• **Exercise details**:
List each line of the records that contains the word "side", copying every such line in full. Treat uppercase and lowercase letters as different.

• **Provided data**:
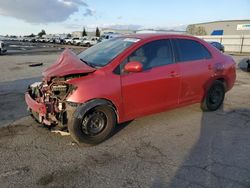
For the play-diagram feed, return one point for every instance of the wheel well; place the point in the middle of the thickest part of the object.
(87, 106)
(223, 81)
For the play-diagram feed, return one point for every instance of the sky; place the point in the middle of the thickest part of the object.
(23, 17)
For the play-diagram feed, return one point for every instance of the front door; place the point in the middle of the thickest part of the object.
(155, 88)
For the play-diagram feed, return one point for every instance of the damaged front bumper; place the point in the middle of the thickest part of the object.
(47, 102)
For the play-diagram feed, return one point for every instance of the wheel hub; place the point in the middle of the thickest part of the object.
(94, 123)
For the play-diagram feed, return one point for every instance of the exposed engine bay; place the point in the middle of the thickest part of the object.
(53, 95)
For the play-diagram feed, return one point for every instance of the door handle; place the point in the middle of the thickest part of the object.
(173, 74)
(209, 67)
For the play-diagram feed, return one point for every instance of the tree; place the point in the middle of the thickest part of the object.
(97, 32)
(69, 35)
(41, 33)
(31, 35)
(84, 32)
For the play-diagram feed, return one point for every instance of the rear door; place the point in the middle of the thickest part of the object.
(157, 86)
(195, 62)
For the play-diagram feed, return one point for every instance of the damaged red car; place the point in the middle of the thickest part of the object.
(126, 78)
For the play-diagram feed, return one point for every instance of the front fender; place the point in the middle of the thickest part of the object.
(82, 109)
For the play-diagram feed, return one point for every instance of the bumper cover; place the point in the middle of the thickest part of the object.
(34, 105)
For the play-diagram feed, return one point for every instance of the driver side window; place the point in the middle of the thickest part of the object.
(152, 54)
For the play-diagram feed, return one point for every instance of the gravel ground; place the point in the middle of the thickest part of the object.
(184, 147)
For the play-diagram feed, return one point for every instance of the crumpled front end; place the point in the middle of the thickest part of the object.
(47, 101)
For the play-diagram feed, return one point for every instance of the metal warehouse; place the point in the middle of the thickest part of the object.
(228, 27)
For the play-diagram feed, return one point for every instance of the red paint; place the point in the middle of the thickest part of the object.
(133, 67)
(67, 64)
(141, 93)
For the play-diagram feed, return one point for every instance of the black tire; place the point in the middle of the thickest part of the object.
(214, 97)
(83, 130)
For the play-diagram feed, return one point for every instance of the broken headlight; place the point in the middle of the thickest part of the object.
(59, 90)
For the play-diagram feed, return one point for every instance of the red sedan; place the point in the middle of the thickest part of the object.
(129, 77)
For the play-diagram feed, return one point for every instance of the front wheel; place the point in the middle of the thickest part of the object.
(214, 97)
(95, 126)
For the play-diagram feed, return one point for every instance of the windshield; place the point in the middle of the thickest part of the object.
(102, 53)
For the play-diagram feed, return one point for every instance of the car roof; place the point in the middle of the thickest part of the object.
(156, 35)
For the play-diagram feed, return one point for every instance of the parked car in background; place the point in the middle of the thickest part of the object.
(3, 48)
(218, 45)
(79, 41)
(108, 36)
(90, 42)
(71, 40)
(126, 78)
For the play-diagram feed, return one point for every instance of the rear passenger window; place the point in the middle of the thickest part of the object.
(153, 54)
(190, 50)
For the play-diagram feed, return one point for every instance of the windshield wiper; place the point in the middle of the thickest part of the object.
(87, 63)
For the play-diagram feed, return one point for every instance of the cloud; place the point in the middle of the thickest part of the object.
(40, 11)
(92, 27)
(125, 26)
(89, 12)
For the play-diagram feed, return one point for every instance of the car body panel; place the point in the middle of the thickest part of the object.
(137, 94)
(67, 64)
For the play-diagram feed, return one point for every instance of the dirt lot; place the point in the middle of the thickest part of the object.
(180, 148)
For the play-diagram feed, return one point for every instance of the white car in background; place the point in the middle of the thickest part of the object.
(79, 41)
(108, 36)
(71, 40)
(90, 42)
(2, 48)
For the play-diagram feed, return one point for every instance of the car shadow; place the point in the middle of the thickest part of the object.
(220, 156)
(244, 64)
(120, 127)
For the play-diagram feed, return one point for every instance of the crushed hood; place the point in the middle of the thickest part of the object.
(67, 63)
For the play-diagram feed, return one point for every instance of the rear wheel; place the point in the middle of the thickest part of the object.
(214, 97)
(95, 126)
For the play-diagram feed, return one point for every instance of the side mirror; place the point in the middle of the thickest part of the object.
(133, 66)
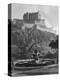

• **Result**:
For the play-diagram feed, return one point for every instance of the driver side window; place the point in the middle of the thickest part of the object.
For the play-diagram feed, return one point for every instance of the side mirror; place the point in the middle of the thickest part of the object.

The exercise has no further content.